- **Things to do**
(a) According to the archival description of the St. Petersburg State University fonds, what is the extent of the collection?
(b) Extend the archival description of the St. Petersburg State University fonds from the point where it stops.

- **Text segment**
——————
Metadata: St. Petersburg State University
Collection
- Country:
- Russia
- Holding institution:
- St. Petersburg State University
- Holding institution (official language):
- Санкт-Петербургский государственный университет
- Postal address:
- 199034, St. Petersburg, Universitetskaia nab., d. 7-9, lit. С
- Phone number:
- (812) 328-96-68
- Email:
- spbu@spbu.ru
- Reference number:
- F. 1
- Title:
- St. Petersburg State University
- Title (official language):
- Санкт-Петербургский государственный университет
- Creator/accumulator:
- St. Petersburg State University
- Date(s):
- 1917/2012
- Language:
- Russian
- German
- Extent:
- 50,000 archival storage units
- Type of material:
- Textual material
- Physical condition:
- Good
- Scope and content:
-
[The fonds is constantly supplemented with new documents, and is being processed; information given is as of October 2016.]
[See also the description of f. 14 (“Petrograd University”) of the Central State Historical Archive of St. Petersburg (TsGIA SPb) and f. R-7240 (“The A. A. Zhdanov Leningrad Order of Lenin State University”) of the Central State Archive of St. Petersburg (TsGA SPb).]
The fonds contains a considerable set of personal files of professors, teachers, researchers, graduate students, students and auditors of Petrograd State University / Leningrad State University, including autobiographical statements, questionnaire forms, personnel records, diplomas and certificates, curricula vitae, lists of research works, extracts from minutes of sessions of various university councils and commissions, informational documents, reports, financial documents, correspondence with university administrators, etc. The materials include personal files of scholars whose research activity was related to the study of Jewish history and culture, in particular, D. A. Abramovich (1932-36), V. G. Admoni (1936-37), M. S. Al’tman (1930s), V. N. Beneshevich (1934-37), V. G. Tan-Bogoraz (1919-30), N. Ia. Bykhovskii (1919-24), L. I. Gessen (1928-31), M. S. Ginzburg (1922), M. M. Gitlits (1937), S. M. Gol’dshtein (1919-25), S. O. Gruzenberg (1924-29), S. M. Dudin (1918-26), G. Ia. Krasnyi-Admoni (1921-27), I. M. Kulisher (1904-33), A. M. Kulisher (1918-19), S. G. Lozinskii (1937-38), D. G. Maggid (1924-25), S. E. Malov (1932-38), N. V. Pigulevskaia (1921-23), A. I. Tiumenev (1921-25), S. A. Uspenskii (1937-39), O. D. Khvol’son (1876-1931), L. Ia. Shternberg (1918-27), and others. The fonds also contains personal files of students and auditors of Petrograd State University / Leningrad State University; these include documents that pertain to the history of Jews in Russia, including birth certificates signed by rabbis, diplomas from Jewish educational institutions, certificates regarding the honorary citizenship of students’ parents; etc., including in the personal files of A. E. Gluskina (1921), Sh. Sh. Erman (1917-18), Sussmann Kisselhof (1918), I.-G. Ia. Melamed (1921), A. A. Shlisser (1917-18), G. M. Shneur (1921), and others.
——————
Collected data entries
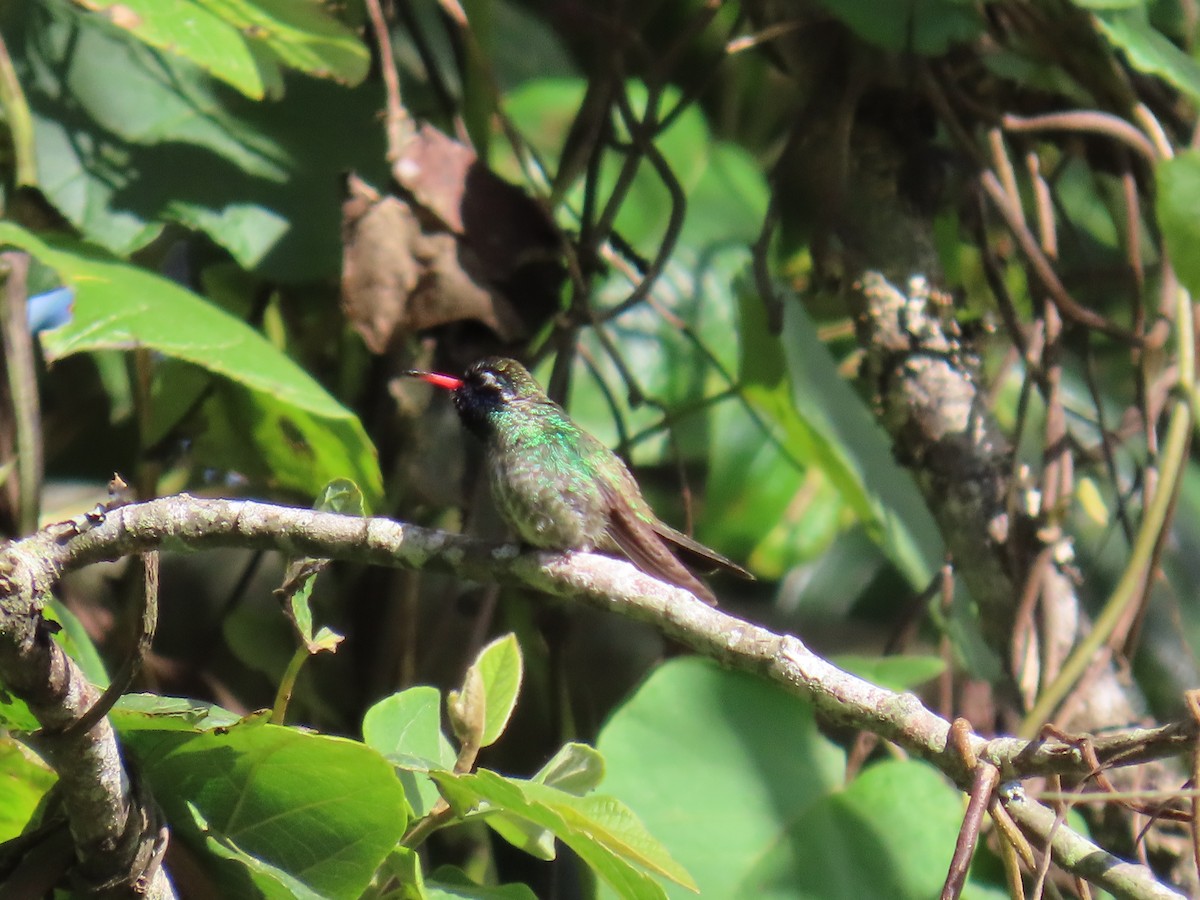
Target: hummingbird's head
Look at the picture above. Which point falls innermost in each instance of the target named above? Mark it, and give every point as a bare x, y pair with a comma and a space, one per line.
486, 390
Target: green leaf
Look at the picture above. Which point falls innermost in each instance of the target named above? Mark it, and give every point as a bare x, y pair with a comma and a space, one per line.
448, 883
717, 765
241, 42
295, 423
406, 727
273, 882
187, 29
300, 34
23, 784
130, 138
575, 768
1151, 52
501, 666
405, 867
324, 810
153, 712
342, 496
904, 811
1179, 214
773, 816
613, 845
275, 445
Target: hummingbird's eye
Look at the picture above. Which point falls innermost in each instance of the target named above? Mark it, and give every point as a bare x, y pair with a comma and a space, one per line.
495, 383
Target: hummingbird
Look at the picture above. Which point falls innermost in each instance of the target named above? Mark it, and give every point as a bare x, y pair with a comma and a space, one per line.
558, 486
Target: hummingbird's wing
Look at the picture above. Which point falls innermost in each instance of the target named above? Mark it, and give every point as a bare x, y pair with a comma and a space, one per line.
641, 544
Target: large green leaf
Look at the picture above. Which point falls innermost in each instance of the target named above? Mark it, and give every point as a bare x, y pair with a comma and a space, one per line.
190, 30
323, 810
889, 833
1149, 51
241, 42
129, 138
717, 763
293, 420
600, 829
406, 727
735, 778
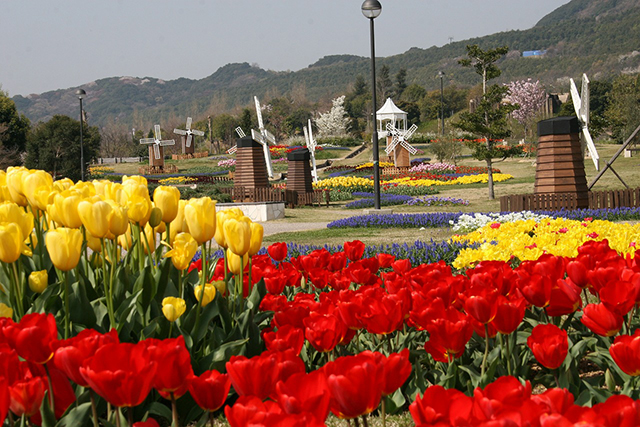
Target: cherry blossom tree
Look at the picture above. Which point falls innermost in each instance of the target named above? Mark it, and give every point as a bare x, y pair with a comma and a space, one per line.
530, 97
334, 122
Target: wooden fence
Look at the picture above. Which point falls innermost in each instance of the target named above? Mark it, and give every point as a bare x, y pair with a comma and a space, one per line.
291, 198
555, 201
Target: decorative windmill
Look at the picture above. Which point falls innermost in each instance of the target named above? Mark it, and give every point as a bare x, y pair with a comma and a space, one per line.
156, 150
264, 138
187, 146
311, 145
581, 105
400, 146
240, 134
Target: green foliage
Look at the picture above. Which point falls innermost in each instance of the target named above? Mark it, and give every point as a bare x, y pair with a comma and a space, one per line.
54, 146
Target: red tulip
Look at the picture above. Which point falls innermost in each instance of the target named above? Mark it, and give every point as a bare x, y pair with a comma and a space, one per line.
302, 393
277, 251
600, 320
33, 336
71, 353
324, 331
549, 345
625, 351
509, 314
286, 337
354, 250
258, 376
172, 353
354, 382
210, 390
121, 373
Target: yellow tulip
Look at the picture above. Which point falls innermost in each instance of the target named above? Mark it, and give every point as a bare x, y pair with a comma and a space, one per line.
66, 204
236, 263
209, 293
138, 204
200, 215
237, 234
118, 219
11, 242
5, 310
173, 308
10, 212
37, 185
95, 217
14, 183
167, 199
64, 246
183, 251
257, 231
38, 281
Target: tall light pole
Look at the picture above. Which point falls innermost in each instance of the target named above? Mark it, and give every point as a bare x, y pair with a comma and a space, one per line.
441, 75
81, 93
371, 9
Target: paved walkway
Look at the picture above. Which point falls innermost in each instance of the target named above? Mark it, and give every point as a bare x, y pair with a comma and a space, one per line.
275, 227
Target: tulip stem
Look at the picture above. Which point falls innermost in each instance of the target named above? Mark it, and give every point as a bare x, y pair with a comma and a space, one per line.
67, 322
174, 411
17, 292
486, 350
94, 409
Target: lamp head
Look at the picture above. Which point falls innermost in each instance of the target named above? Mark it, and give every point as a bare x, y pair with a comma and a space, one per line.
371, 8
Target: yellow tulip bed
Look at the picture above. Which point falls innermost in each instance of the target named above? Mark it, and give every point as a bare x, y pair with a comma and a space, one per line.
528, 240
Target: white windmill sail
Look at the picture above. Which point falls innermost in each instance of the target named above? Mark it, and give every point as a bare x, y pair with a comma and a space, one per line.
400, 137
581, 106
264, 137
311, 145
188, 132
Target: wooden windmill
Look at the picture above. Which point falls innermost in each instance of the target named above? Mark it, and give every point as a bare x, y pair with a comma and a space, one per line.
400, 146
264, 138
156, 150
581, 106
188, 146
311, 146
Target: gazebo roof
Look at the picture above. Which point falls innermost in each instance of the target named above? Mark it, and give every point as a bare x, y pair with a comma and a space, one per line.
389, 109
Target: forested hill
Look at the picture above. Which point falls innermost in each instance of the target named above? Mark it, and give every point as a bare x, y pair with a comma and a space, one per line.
——————
- **Answers for the tasks**
(a) 50,000 archival storage units

(b)
- Administrative/biographical history:
- The university was established by imperial decree on 8 February 1819; it was founded on the basis of the Main Pedagogical Institute. At its inception, it operated according to the stipulations of a special document titled “Initial Education of St. Petersburg University” and the charter of the Main Pedagogical Institute, from January 1824 the charter of Moscow University and from 1835 on the all-Russian university bylaws. It opened on 14 February 1819, having kept the departmental structure of the Pedagogical Institute (departments of philosophy and law, history and philology, and physics and mathematics). In 1914, it was given the honorary name “Imperial”; from 1917, it was called the University of Petrograd and beginning in 1920, Petrograd State University. Added to its structure were the History and Philology Institute (1918), the Chemistry and Pharmaceutical Institute (1924) and the Geography Institute (1925). In January 1924, it was renamed Leningrad State University (LGU). In the 1920s, the departmental structure underwent frequent reorganisation and was abolished in 1931. In 1933, simultaneously with the university’s naming for the Soviet political and military figure A. S. Bubnov, a new departmental structure was approved. Four departments were restored: physics and mathematics, biology, chemistry, and geology/soil/geography; the rest of the decade saw the formation or restoration of the history (1934), philology (1937), geography (1938) and economics and philosophy (1940) departments. The university was awarded the Order of Lenin in February 1944. In October 1948, it was renamed the A. A. Zhdanov Leningrad Order of Lenin State University. In 1969, the university was awarded the Order of the Red Banner of Labour. In February 1992, it was renamed St. Petersburg State University.
- Access points: locations:
- St Petersburg
- System of arrangement:
- The fonds includes 390 series arranged chronologically, alphabetically and by structure; the inventories are not numbered, except for op. 1.
- Finding aids:
- Inventories are available.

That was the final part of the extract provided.